▶

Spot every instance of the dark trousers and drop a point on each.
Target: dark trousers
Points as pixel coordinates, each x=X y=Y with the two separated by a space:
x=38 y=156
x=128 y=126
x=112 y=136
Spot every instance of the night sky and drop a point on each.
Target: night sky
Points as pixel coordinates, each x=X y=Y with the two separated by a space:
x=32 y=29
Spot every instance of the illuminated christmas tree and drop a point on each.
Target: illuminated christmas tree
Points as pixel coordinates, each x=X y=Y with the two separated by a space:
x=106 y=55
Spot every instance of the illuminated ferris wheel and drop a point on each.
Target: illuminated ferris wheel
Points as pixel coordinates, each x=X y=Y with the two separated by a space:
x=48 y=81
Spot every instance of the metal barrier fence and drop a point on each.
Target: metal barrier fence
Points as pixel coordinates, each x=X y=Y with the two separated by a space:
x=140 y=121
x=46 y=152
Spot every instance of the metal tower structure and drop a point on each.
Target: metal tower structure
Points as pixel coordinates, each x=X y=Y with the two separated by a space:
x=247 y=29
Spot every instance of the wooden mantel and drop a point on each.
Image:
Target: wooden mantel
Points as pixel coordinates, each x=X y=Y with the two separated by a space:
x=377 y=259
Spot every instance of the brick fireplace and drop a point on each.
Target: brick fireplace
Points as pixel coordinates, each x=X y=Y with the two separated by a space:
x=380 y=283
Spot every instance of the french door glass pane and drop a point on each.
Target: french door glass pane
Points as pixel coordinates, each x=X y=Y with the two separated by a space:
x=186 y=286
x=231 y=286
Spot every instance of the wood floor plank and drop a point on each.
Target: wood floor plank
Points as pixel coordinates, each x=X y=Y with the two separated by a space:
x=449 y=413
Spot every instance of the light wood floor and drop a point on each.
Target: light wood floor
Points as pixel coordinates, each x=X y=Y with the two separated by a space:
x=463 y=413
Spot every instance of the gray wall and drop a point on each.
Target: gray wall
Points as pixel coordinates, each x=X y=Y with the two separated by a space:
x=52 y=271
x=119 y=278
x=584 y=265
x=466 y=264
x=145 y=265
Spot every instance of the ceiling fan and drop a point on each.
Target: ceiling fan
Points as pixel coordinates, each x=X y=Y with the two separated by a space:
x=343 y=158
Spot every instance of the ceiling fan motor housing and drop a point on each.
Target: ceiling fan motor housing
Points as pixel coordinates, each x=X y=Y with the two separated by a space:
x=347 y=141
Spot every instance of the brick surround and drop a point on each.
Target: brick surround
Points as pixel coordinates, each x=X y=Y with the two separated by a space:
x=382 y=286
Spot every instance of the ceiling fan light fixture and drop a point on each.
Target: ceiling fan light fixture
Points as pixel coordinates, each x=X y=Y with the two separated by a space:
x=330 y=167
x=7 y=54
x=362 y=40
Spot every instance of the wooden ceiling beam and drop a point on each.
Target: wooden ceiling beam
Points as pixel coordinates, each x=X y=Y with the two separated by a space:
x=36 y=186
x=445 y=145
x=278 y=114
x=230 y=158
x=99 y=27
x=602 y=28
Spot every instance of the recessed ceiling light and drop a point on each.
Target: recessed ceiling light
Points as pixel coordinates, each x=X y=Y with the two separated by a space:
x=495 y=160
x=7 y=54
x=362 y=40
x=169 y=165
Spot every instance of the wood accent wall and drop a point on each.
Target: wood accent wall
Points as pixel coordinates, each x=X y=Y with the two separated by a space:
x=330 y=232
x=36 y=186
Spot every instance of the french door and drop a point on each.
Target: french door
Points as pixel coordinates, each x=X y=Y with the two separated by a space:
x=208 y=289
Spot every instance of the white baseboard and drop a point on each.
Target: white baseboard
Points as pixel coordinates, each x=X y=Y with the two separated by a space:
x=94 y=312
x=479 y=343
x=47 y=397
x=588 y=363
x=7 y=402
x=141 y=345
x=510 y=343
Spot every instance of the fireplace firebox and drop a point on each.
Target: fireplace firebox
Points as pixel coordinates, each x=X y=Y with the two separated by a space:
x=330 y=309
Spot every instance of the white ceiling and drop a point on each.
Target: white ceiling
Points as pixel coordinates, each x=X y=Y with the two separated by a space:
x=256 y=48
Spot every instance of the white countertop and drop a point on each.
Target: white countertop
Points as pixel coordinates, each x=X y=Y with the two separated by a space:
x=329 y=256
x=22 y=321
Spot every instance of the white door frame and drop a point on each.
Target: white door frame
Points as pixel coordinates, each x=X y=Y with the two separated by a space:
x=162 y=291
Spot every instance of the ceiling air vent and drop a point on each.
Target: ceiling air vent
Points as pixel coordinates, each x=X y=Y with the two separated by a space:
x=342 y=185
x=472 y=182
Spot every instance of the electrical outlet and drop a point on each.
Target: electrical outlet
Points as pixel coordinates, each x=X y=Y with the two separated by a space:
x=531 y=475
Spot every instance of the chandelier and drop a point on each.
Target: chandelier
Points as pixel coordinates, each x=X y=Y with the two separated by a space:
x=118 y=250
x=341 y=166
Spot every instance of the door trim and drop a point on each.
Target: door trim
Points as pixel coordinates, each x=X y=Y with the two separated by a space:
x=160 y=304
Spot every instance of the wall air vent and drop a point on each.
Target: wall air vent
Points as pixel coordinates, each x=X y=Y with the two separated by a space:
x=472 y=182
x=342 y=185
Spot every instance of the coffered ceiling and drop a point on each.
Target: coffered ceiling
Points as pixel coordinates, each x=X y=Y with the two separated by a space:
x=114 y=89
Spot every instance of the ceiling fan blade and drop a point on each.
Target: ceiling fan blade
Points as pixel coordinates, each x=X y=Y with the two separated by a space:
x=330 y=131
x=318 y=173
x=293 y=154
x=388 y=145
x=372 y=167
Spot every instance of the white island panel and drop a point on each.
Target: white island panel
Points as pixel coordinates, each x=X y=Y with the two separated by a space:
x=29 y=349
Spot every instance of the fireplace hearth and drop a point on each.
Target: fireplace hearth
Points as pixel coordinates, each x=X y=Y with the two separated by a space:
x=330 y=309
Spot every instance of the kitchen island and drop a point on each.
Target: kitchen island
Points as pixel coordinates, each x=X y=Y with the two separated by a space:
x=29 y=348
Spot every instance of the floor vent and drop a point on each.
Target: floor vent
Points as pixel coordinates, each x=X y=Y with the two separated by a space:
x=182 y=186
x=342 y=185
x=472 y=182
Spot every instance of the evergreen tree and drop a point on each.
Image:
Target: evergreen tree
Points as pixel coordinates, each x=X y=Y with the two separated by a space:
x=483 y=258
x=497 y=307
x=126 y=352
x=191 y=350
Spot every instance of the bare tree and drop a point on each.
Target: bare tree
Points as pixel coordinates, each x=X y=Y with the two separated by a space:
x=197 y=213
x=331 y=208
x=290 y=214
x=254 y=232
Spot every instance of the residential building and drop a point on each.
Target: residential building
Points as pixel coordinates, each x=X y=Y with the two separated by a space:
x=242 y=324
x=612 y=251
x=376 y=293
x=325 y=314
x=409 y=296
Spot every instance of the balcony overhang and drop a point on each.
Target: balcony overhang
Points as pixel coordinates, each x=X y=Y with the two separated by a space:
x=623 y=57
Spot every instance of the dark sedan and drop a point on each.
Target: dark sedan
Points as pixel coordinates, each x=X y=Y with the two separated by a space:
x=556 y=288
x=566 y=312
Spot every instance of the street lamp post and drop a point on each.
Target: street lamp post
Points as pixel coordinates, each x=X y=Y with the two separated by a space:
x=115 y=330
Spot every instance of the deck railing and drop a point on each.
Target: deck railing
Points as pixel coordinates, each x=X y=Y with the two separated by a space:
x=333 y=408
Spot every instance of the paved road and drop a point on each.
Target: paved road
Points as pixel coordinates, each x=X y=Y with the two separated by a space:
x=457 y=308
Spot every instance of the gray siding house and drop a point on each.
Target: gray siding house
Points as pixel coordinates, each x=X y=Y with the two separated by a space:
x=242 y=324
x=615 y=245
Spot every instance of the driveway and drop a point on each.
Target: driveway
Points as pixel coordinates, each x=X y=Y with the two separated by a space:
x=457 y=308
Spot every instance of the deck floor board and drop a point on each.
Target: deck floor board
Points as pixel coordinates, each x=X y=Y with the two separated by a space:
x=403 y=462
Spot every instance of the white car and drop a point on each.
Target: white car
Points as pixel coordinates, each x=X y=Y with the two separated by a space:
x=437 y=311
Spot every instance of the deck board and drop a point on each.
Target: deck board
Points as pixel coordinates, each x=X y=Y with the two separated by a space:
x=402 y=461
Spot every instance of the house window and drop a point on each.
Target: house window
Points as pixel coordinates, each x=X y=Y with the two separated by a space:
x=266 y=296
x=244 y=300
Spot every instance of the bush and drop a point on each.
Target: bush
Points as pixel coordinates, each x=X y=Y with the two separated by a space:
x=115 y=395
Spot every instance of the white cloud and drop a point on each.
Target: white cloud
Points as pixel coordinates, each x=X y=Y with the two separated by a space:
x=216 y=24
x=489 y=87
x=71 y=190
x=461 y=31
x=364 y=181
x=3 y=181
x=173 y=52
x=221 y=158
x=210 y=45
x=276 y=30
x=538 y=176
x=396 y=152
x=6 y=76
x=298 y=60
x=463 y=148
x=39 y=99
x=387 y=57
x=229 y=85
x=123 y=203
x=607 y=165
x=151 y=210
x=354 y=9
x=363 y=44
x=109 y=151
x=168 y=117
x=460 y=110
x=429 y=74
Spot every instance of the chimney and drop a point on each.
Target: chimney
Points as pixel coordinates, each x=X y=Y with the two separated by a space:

◀

» Exercise description: In the entries above, one line contains "Spot every instance of the white ceiling" and another contains "Target: white countertop". Reproduce exactly those two lines and the lines between them, nothing else.

» Exercise answer:
Spot every instance of the white ceiling and drop a point on each.
Target: white ceiling
Points as pixel coordinates, each x=X y=Y with the two separated by a space:
x=256 y=48
Spot every instance of the white countertop and drop a point on each.
Target: white countertop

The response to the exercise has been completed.